** INFORMATION SUPPLIED follows **

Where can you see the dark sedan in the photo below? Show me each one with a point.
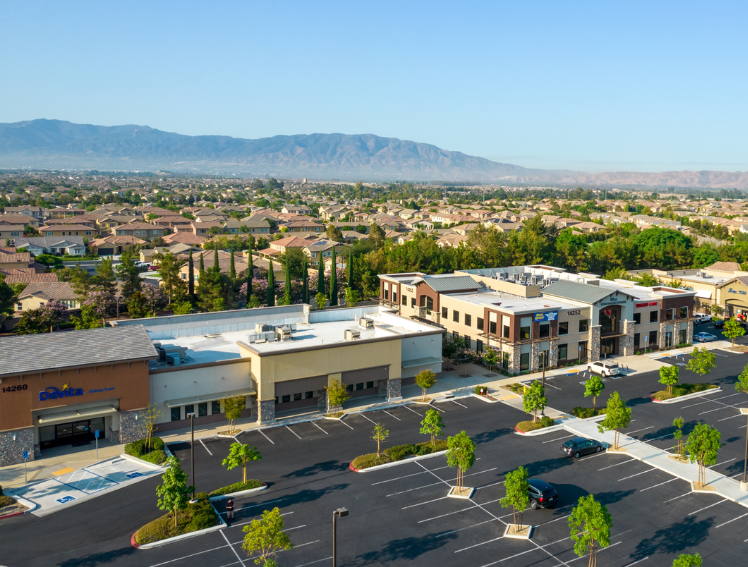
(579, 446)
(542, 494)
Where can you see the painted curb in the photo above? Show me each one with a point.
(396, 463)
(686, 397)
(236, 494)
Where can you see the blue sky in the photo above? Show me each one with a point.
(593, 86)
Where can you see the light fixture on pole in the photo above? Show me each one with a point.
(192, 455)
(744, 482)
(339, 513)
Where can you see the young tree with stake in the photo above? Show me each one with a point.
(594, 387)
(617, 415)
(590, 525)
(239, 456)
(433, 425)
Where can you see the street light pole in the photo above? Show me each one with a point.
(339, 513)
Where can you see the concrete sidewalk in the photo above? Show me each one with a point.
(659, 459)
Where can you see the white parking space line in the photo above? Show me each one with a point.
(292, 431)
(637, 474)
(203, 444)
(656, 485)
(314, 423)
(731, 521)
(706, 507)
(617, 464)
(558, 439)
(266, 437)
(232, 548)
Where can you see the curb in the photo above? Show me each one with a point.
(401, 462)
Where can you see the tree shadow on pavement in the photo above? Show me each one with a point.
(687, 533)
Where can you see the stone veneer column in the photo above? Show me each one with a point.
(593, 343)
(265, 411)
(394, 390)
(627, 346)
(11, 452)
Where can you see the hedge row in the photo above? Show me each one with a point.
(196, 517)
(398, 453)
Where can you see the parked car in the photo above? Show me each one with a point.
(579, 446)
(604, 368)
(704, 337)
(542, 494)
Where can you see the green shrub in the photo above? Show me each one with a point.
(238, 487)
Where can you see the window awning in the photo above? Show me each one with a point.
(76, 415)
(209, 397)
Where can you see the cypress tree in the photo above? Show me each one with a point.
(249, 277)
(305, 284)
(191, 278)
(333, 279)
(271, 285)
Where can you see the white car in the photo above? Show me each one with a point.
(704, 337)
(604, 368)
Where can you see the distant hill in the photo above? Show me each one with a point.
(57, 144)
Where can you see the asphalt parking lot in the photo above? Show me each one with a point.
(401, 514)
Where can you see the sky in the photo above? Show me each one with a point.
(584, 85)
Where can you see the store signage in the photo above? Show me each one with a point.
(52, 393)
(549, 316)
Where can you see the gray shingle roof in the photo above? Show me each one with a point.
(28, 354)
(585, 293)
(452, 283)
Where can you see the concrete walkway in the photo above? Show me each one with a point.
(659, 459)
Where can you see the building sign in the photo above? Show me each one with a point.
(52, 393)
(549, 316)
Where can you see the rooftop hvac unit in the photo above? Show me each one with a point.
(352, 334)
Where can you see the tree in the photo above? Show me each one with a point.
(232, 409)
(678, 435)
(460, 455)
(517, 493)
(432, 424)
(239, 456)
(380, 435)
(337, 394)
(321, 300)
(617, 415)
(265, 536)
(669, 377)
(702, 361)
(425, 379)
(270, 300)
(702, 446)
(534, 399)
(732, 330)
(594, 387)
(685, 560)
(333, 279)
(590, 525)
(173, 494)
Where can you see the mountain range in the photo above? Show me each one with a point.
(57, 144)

** End of INFORMATION SUPPLIED **

● ACTIVITY:
Print the records word for word and exclude any picture they hold.

● TASK RESULT:
Where can you see the dark sedan in the photo below? Show me each one with a point.
(579, 446)
(542, 494)
Where can you see the painted curb in the photo above? Show me each one with a point.
(396, 463)
(686, 397)
(236, 494)
Where can you see the blue sky in the photo above? Show me each one with a point.
(593, 86)
Where can you see the light fixture on pole in the photo above? Show me each one with a point.
(192, 455)
(744, 482)
(339, 513)
Where can you see the young tree with stake in the photo above? Show me each one with a point.
(594, 387)
(617, 415)
(590, 525)
(239, 456)
(433, 425)
Where can you see the street light pole in the photo above? Show me each one with a point.
(339, 513)
Where can you see the concrete sidewalk in the photo above? Show me each one with a point.
(659, 459)
Where can you see the white parking space line in the photo above? Show me each one with a point.
(292, 431)
(637, 474)
(203, 444)
(656, 485)
(314, 423)
(731, 521)
(706, 507)
(617, 464)
(558, 439)
(266, 437)
(232, 548)
Where can you see the curb in the photo above? Show me each one with a point.
(401, 462)
Where can you see the tree shadow on pavement in the photo above? Show me each one with a point.
(687, 533)
Where can you see the stone veneer column in the photo above? Show me each one with a point.
(593, 343)
(265, 411)
(394, 390)
(627, 346)
(11, 452)
Where can you see the hedge row in the photo above? Show me each one with a point.
(196, 517)
(398, 453)
Where can you see the parked car in the photo above? Show me each one with a point.
(579, 446)
(604, 368)
(704, 337)
(542, 494)
Where can you see the green shrub in the photo above? Show me each one with a point.
(238, 487)
Where can you see the window awning in the photo above? Show me each one with a point.
(76, 415)
(209, 397)
Where can you see the cypress tree in the photo above? Show me each one with a point.
(249, 277)
(305, 284)
(191, 278)
(333, 279)
(271, 285)
Where can you see the white car in the photo above? Show me each one with a point.
(704, 337)
(604, 368)
Where can you see the distant hill in the photo above? Show me each one with a point.
(57, 144)
Where can you see the asphalt parking lot in the photo above? Show me each one with a point.
(401, 514)
Where can you see the sky in the photo above? Show me each one with a point.
(584, 85)
Where can you see the store signage in the photo above? Show me each one with a point.
(52, 393)
(549, 316)
Where can you see the gray shingle roof in the photo above? Show me each one with a point.
(28, 354)
(585, 293)
(452, 283)
Where can you see the concrete walkway in the photo above? Show me each one with a point.
(659, 459)
Where can you see the building sign in the photo above? Show me each one with a point.
(52, 393)
(549, 316)
Where can you see the rooftop hvac unit in the photo above? Show me each one with a point.
(352, 334)
Where can you see the tree in the photo above? Show me each one with a point.
(232, 409)
(678, 435)
(460, 455)
(517, 493)
(432, 424)
(239, 456)
(380, 435)
(337, 394)
(321, 300)
(617, 415)
(265, 536)
(669, 377)
(702, 361)
(425, 379)
(270, 300)
(702, 446)
(534, 399)
(732, 330)
(594, 387)
(685, 560)
(333, 279)
(590, 525)
(173, 494)
Where can you see the mountain range in the photo above? Show me each one with a point.
(57, 144)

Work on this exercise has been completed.